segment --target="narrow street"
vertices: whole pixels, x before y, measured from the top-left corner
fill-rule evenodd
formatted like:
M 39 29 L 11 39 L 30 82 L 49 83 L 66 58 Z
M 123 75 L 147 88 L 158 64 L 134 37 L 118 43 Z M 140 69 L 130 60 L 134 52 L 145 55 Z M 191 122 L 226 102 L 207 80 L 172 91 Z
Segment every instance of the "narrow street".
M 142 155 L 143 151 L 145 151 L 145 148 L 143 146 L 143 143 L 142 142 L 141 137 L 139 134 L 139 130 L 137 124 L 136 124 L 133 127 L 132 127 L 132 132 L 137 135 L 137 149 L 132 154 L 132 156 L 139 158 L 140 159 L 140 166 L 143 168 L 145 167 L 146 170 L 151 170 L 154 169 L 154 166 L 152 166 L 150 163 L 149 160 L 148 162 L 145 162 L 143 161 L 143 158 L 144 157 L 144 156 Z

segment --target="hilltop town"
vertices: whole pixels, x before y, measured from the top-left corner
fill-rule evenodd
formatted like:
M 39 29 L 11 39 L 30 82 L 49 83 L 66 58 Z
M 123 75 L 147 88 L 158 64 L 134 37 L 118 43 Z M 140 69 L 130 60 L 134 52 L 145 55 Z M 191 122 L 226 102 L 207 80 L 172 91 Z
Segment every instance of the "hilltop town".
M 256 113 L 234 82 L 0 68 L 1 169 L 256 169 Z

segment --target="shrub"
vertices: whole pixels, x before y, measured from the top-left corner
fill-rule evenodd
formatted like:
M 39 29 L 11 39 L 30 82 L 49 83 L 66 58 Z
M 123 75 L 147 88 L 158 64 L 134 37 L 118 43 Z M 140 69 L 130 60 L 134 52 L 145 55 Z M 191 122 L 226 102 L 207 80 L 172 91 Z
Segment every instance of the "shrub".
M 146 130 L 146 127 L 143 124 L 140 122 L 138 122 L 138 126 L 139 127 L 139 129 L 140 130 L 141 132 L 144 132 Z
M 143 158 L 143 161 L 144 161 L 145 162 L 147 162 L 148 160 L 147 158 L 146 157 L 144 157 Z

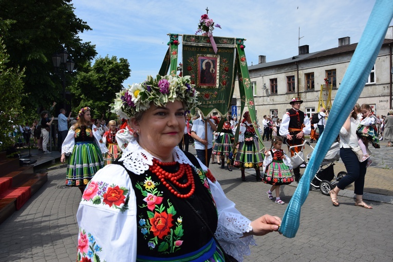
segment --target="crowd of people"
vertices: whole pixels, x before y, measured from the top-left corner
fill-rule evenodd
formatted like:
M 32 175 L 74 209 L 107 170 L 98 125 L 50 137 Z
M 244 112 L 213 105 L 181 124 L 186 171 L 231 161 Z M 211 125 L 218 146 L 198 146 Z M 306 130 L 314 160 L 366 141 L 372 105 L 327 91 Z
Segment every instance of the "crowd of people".
M 296 146 L 304 143 L 306 136 L 310 135 L 310 142 L 317 141 L 328 112 L 321 107 L 316 113 L 319 122 L 312 124 L 312 116 L 301 110 L 303 100 L 294 97 L 289 101 L 292 108 L 281 119 L 264 116 L 261 127 L 248 111 L 239 121 L 230 114 L 192 116 L 189 109 L 198 101 L 189 79 L 158 77 L 161 79 L 148 77 L 140 85 L 149 87 L 149 93 L 166 96 L 167 102 L 162 104 L 146 95 L 129 103 L 127 97 L 134 93 L 132 87 L 123 90 L 114 104 L 120 101 L 121 106 L 113 108 L 125 117 L 121 121 L 112 120 L 107 125 L 103 119 L 92 119 L 88 107 L 81 108 L 72 122 L 71 112 L 59 112 L 55 133 L 61 161 L 66 163 L 68 157 L 65 183 L 79 188 L 82 193 L 77 215 L 78 260 L 91 257 L 92 252 L 95 257 L 107 260 L 115 255 L 117 260 L 196 256 L 205 260 L 241 261 L 250 253 L 252 235 L 277 231 L 280 219 L 265 215 L 250 221 L 236 210 L 209 169 L 211 158 L 212 164 L 217 162 L 228 172 L 239 169 L 242 181 L 246 180 L 246 169 L 254 169 L 256 181 L 271 185 L 266 192 L 268 198 L 284 204 L 280 185 L 301 178 L 300 166 L 293 165 L 291 157 L 301 150 Z M 162 88 L 154 88 L 156 83 L 171 92 L 161 93 Z M 170 96 L 176 92 L 184 93 L 180 97 L 183 98 Z M 48 110 L 31 127 L 15 125 L 13 135 L 20 143 L 32 138 L 39 149 L 49 154 L 54 117 Z M 393 146 L 393 110 L 387 116 L 376 116 L 369 105 L 356 104 L 339 138 L 340 157 L 348 175 L 329 192 L 331 202 L 339 206 L 339 191 L 353 183 L 355 205 L 371 209 L 363 200 L 364 177 L 372 162 L 368 146 L 379 148 L 382 140 Z M 260 148 L 265 139 L 271 141 L 270 148 Z M 285 144 L 294 147 L 289 156 Z M 190 146 L 195 147 L 196 157 L 189 153 Z M 353 151 L 358 146 L 361 157 Z M 89 247 L 91 238 L 96 248 Z M 110 240 L 114 238 L 116 245 Z

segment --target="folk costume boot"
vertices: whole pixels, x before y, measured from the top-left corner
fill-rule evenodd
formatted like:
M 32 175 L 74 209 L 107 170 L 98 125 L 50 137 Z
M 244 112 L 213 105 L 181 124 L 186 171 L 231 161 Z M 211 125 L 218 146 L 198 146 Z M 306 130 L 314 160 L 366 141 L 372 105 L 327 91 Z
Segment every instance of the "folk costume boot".
M 225 169 L 225 161 L 224 161 L 224 159 L 221 160 L 221 166 L 220 166 L 220 168 L 221 169 Z
M 245 170 L 244 169 L 241 169 L 240 171 L 241 171 L 241 180 L 246 181 L 246 174 L 245 173 Z
M 231 167 L 229 167 L 229 160 L 228 160 L 228 162 L 227 163 L 227 170 L 228 171 L 232 171 L 232 170 L 231 169 Z
M 260 170 L 259 169 L 255 170 L 255 174 L 256 174 L 255 178 L 256 181 L 262 181 L 262 178 L 260 176 Z

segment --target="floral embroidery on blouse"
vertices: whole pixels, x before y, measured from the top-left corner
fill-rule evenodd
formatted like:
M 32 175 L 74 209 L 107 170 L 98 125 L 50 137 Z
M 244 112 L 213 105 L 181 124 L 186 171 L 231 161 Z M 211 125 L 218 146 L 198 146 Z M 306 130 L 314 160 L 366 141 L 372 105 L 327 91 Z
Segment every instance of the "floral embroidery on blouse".
M 145 197 L 146 202 L 139 208 L 147 208 L 147 218 L 139 215 L 138 228 L 145 239 L 150 238 L 147 244 L 150 249 L 157 248 L 158 252 L 174 253 L 180 249 L 183 244 L 183 219 L 179 217 L 175 221 L 174 217 L 176 211 L 169 199 L 164 199 L 162 194 L 151 177 L 147 177 L 143 182 L 137 183 L 136 187 Z M 171 237 L 167 237 L 171 236 Z
M 102 248 L 96 242 L 91 234 L 86 234 L 84 230 L 79 229 L 78 239 L 78 260 L 82 261 L 101 261 L 97 254 Z M 105 262 L 103 260 L 102 262 Z
M 95 131 L 97 131 L 97 128 L 94 128 Z M 87 126 L 86 128 L 86 135 L 88 137 L 93 137 L 93 132 L 91 132 L 91 128 L 89 126 Z M 74 135 L 74 137 L 77 138 L 79 137 L 79 136 L 81 135 L 81 128 L 77 128 L 75 129 L 75 135 Z M 100 140 L 100 142 L 102 143 L 102 140 Z
M 90 180 L 82 196 L 84 201 L 92 202 L 94 204 L 108 205 L 110 208 L 120 209 L 123 213 L 128 209 L 128 190 L 123 186 L 107 183 Z

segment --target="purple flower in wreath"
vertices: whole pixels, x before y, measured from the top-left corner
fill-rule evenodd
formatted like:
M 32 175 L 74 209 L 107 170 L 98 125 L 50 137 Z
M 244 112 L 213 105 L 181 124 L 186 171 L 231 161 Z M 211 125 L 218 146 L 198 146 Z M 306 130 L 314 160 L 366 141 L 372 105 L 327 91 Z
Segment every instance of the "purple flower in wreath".
M 122 96 L 121 100 L 123 102 L 125 102 L 129 106 L 134 107 L 135 106 L 134 102 L 132 101 L 132 96 L 128 93 L 128 92 L 126 92 L 124 96 Z
M 158 82 L 158 87 L 160 88 L 160 92 L 162 93 L 169 92 L 169 82 L 166 79 L 161 79 Z

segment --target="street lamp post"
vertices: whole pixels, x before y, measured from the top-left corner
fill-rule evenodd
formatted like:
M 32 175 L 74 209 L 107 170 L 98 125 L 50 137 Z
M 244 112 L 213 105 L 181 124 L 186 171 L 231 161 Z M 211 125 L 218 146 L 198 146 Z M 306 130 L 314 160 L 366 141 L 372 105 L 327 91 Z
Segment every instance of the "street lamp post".
M 65 51 L 63 51 L 59 53 L 55 53 L 52 55 L 52 62 L 53 64 L 53 67 L 56 69 L 57 72 L 62 67 L 62 82 L 63 84 L 63 100 L 64 101 L 63 108 L 66 108 L 66 96 L 65 96 L 65 70 L 68 72 L 73 71 L 73 67 L 75 63 L 71 60 L 67 60 L 68 53 Z

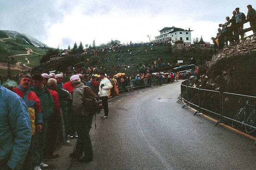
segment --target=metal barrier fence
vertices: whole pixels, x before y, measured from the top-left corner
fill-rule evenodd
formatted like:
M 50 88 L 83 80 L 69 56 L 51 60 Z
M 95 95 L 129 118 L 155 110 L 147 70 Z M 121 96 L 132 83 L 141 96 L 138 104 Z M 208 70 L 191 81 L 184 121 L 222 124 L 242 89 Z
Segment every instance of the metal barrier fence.
M 222 99 L 223 118 L 232 120 L 232 127 L 239 123 L 248 133 L 255 130 L 256 97 L 224 93 Z
M 185 106 L 194 107 L 198 112 L 213 114 L 220 118 L 215 126 L 232 121 L 231 126 L 244 125 L 245 131 L 251 133 L 256 129 L 256 97 L 200 89 L 191 86 L 195 80 L 189 78 L 180 85 L 181 94 L 177 102 L 184 101 Z M 255 144 L 256 144 L 256 141 Z

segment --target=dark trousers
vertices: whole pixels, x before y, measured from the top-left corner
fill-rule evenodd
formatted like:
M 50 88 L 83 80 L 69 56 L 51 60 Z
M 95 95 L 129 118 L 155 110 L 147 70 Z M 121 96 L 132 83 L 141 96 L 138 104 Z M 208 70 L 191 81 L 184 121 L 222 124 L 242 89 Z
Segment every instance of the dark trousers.
M 44 124 L 41 132 L 36 129 L 33 140 L 32 162 L 35 166 L 40 166 L 43 160 L 43 153 L 46 140 L 48 120 L 43 119 Z
M 89 135 L 93 116 L 93 114 L 91 114 L 86 116 L 75 116 L 78 139 L 73 154 L 77 158 L 81 157 L 84 152 L 85 158 L 90 158 L 93 156 L 92 146 Z
M 57 134 L 60 126 L 60 122 L 56 118 L 51 116 L 48 122 L 46 135 L 45 146 L 44 149 L 44 155 L 50 156 L 53 153 L 57 142 Z
M 102 104 L 104 108 L 104 115 L 108 116 L 108 97 L 101 96 L 100 99 L 102 100 Z
M 37 131 L 36 129 L 36 131 Z M 27 156 L 25 158 L 24 162 L 23 162 L 22 166 L 21 168 L 21 170 L 31 170 L 32 169 L 32 154 L 33 149 L 33 136 L 32 137 L 31 139 L 31 142 L 29 146 L 29 148 L 28 149 L 28 153 L 27 154 Z

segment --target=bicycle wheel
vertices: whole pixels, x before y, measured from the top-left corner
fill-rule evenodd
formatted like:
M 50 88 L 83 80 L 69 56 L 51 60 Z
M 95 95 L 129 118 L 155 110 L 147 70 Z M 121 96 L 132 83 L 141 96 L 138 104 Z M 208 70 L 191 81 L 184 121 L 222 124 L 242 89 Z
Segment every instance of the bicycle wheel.
M 237 111 L 236 114 L 234 118 L 233 119 L 233 120 L 239 121 L 240 120 L 240 118 L 242 115 L 242 113 L 243 113 L 242 111 L 243 110 L 244 108 L 241 108 L 238 111 Z M 232 121 L 232 127 L 235 127 L 236 126 L 238 123 L 238 122 L 235 121 L 234 120 Z
M 250 116 L 249 116 L 247 120 L 246 120 L 245 123 L 248 125 L 253 127 L 255 127 L 255 111 L 253 111 Z M 245 125 L 245 131 L 248 133 L 252 133 L 252 132 L 255 130 L 255 128 L 252 127 L 250 126 Z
______________________________
Render the lines above, starting at the one containing "segment --target=dark trousers" and ending at the one containing "M 44 124 L 41" (both included), as a Markdown table with columns headed Line No. and Text, one line per table row numbered from 1, skipping any blank lines.

**OUTPUT FOR THIS EXERCISE**
| Line No. | Text |
|---|---|
| 1 | segment --target=dark trousers |
| 2 | vertices: whole pixels, x before y, measured from the top-left corner |
| 3 | fill-rule evenodd |
| 4 | formatted like: |
| 5 | M 50 88 L 83 80 L 69 56 L 51 60 Z |
| 6 | M 95 95 L 129 118 L 155 110 L 147 70 Z M 121 96 L 132 83 L 141 96 L 138 104 Z M 208 70 L 191 81 L 184 121 L 222 124 L 242 89 Z |
| 7 | Segment every instance of the dark trousers. |
| 8 | M 44 124 L 41 132 L 36 129 L 33 140 L 32 162 L 35 166 L 40 166 L 43 160 L 43 153 L 46 140 L 48 120 L 43 119 Z |